%%
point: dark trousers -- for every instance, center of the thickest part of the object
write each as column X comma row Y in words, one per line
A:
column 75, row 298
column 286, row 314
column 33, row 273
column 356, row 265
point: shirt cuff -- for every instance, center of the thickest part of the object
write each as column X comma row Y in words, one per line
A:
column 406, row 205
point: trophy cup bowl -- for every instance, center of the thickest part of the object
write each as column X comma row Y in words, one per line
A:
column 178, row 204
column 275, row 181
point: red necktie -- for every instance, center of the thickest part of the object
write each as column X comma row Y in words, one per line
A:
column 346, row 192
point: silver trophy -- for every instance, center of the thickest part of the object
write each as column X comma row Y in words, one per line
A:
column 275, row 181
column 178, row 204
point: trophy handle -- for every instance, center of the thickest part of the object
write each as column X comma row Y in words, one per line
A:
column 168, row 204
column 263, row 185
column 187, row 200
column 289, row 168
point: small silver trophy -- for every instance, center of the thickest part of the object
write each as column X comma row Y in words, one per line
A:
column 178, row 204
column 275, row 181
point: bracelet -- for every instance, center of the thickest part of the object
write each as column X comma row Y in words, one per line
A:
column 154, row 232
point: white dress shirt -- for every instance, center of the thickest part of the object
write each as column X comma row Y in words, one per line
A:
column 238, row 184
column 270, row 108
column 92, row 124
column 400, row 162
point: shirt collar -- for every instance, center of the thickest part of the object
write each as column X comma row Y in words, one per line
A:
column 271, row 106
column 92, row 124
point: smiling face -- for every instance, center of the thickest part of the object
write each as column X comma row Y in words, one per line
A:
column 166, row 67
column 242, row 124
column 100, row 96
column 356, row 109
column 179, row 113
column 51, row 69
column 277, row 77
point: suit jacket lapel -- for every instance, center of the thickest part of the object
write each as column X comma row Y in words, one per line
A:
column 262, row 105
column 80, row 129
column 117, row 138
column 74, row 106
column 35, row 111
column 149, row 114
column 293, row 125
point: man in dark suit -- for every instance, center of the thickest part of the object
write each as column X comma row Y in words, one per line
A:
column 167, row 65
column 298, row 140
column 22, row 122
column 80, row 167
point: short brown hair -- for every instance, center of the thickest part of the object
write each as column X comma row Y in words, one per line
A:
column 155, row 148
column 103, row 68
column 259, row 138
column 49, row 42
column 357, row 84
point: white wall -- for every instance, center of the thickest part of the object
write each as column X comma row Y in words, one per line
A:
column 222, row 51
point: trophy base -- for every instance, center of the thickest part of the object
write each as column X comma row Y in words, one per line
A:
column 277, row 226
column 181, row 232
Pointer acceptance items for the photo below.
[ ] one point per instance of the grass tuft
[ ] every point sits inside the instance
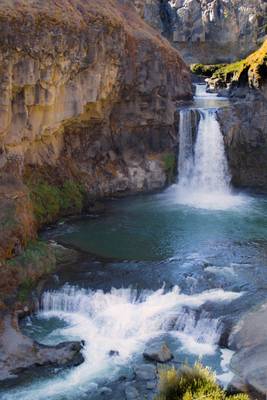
%%
Every line of the data above should be quoted exactly. Omit the pictures.

**Answer box**
point: dark trousers -- for every instance, center of the thickest part of the object
write each as column X comma row Y in words, one per line
A:
column 75, row 298
column 286, row 314
column 33, row 273
column 356, row 265
point: shirt cuff -- for every instance, center of the thickest part of the object
write each as column X comma row Y in words, one per line
A:
column 406, row 205
point: trophy cup bowl -- for every instance, center of the thickest part of the object
write each as column X comma row Y in words, one per line
A:
column 178, row 204
column 275, row 181
point: red necktie -- for every instance, center of the thickest part of the object
write each as column X comma row Y in words, one per line
A:
column 346, row 192
point: silver trophy -- for every instance, center of the thickest part of the object
write each as column X comma row Y in words, one per line
A:
column 275, row 181
column 178, row 204
point: trophy handle -- for every instance, center of the thickest part of the object
write each as column X comma row Y in words, one per line
A:
column 168, row 204
column 263, row 185
column 187, row 200
column 289, row 168
point: small silver trophy -- for every instance, center of the thickest part of the object
write each as column X comma row Y in words, one per line
A:
column 178, row 204
column 275, row 181
point: bracelet -- for every instance, center of the thickest part of the object
write each as column X comma row Y in words, one per line
A:
column 154, row 232
point: white dress shirt -- for every instance, center of the thickest part of the object
write each as column X comma row Y in words, one per line
A:
column 238, row 184
column 270, row 108
column 92, row 124
column 400, row 162
point: shirt collar -- for every instance, center of the thickest part of the object
write each as column X comma row Y in words, one per line
A:
column 271, row 106
column 92, row 124
point: smiling face -- for every instance, center of the thickest part of the object
write each as column X comma row Y in words, one per line
A:
column 166, row 67
column 242, row 124
column 100, row 96
column 356, row 109
column 179, row 113
column 51, row 69
column 277, row 77
point: suit jacket lapel -- for every instance, center of the thickest part of the object
write each as column X comma row Y in words, one per line
A:
column 262, row 105
column 80, row 129
column 117, row 138
column 74, row 106
column 35, row 111
column 149, row 114
column 293, row 125
point: man in dark suit -- for every instance, center of the thickest part of the object
write each as column X comma row Y in words, one per line
A:
column 167, row 65
column 298, row 140
column 22, row 122
column 80, row 167
point: short brown hair -- for every instance, center of the thickest part of the object
write each as column X comma row Y in words, one per line
A:
column 155, row 148
column 103, row 68
column 259, row 138
column 49, row 42
column 357, row 84
point: white wall -- for every instance, center of the thickest part of the object
write each as column X comma row Y in words, one per line
A:
column 222, row 51
point: trophy base -- for every instance, center of the thickest part of the object
write each as column X comma row Y in words, one per line
A:
column 277, row 226
column 181, row 232
Pointer acceptance items for the photo below.
[ ] one point per instance of the grass tuft
[ ] every point sits inside the instance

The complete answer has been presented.